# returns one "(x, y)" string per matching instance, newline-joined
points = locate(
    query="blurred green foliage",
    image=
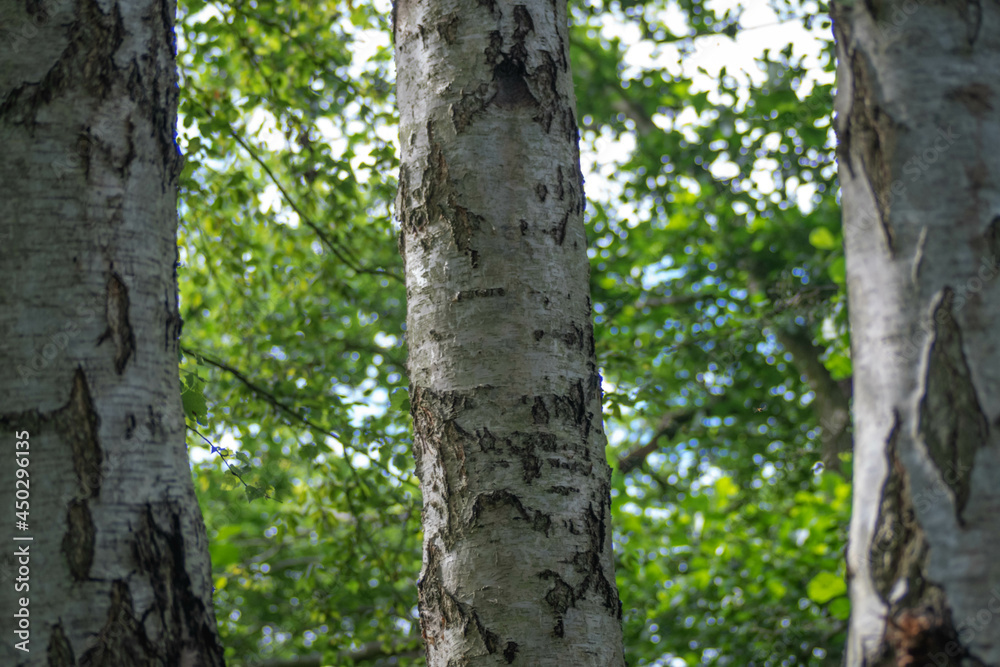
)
(728, 534)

***

**Written instruction:** Write out the rows above again, swapping "foliage" for "leaves" wherever it appears and keeping everything else unchanged. Omit the pictures.

**Exercise output:**
# returns one "(x, y)" string per matching instance, newline-joined
points = locate(
    query="blurred green leaves",
    image=
)
(728, 534)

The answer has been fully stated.